### OBJECTIVE
Collect and copy every line in the records below that contains the string "button". Case matters.

### PROVIDED RECORDS
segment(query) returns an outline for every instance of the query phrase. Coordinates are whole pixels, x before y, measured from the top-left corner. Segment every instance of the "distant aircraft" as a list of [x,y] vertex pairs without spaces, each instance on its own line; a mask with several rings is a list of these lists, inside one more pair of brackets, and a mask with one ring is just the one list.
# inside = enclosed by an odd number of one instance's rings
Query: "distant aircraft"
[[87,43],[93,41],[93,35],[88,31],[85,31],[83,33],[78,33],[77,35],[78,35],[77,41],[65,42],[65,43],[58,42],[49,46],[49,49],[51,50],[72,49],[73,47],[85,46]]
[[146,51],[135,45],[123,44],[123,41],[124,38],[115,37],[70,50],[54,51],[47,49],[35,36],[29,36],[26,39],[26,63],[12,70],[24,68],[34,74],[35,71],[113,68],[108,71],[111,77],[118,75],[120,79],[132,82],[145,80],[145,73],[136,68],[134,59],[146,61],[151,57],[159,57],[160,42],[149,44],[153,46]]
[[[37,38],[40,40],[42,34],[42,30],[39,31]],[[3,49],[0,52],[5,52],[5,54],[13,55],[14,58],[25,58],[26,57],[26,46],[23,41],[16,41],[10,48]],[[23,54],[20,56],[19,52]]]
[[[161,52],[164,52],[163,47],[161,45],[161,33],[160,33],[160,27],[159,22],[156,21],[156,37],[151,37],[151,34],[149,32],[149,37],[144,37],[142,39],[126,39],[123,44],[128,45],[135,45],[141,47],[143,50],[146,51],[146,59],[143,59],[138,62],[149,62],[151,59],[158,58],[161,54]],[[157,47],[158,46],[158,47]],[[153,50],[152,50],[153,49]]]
--
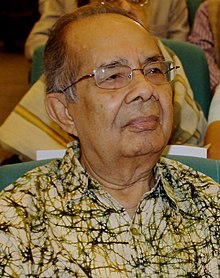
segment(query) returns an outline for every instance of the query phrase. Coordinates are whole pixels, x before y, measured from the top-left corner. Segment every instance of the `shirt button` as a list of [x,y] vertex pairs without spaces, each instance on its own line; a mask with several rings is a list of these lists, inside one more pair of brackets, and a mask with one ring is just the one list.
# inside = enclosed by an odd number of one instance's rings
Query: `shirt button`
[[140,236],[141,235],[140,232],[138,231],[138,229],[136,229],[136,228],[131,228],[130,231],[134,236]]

### RESPONSE TO THIS TASK
segment(query) returns an outline for every instance of the query phrase. Coordinates are whole pixels, x before y, measured from the top-left corner. Segment every instance of the `shirt button` as a list of [x,y] vertex pairs without spaces, each instance on its own line; a mask with several rings is a list of these lists, inside one more pair of brackets, and a mask with one ring is just the one list.
Query: `shirt button`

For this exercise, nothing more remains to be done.